[Records contained in a dataset]
+++++
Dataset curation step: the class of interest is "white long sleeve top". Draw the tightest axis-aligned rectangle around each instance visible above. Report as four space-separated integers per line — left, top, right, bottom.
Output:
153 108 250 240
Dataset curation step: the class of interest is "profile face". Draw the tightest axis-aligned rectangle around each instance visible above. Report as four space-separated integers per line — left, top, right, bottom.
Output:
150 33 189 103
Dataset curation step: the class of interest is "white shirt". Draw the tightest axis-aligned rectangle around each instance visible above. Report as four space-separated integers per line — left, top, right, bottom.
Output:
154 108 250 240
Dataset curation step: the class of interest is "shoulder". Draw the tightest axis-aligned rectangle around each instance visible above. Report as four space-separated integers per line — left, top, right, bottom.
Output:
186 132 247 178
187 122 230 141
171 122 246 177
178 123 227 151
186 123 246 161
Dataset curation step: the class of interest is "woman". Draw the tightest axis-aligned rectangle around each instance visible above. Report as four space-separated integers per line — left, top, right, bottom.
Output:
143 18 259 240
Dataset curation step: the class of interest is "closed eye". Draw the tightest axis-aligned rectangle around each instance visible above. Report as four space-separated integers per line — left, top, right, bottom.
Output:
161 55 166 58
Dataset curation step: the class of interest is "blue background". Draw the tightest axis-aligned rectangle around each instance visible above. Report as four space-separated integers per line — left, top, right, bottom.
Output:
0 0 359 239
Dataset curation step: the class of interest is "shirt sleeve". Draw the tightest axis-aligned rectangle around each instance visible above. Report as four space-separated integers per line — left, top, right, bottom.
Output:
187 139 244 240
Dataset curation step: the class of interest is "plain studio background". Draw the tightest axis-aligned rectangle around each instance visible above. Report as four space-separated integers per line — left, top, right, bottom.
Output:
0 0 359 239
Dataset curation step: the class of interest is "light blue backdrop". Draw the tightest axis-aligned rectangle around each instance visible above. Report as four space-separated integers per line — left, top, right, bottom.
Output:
+++++
**ACTIVITY**
Out of the entries, report each line that contains the word "white".

**OUTPUT FOR THIS EXERCISE**
Dataset curation step: the class of interest is "white long sleeve top". Draw the tightest axis-aligned rectangle around each instance visible above. Report as four space-separated integers per line — left, top, right, bottom.
Dataset curation step: the class of interest is "white shirt". Draw the tightest axis-aligned rectangle around each instance visible above. Report as four space-separated integers per line — left, top, right, bottom.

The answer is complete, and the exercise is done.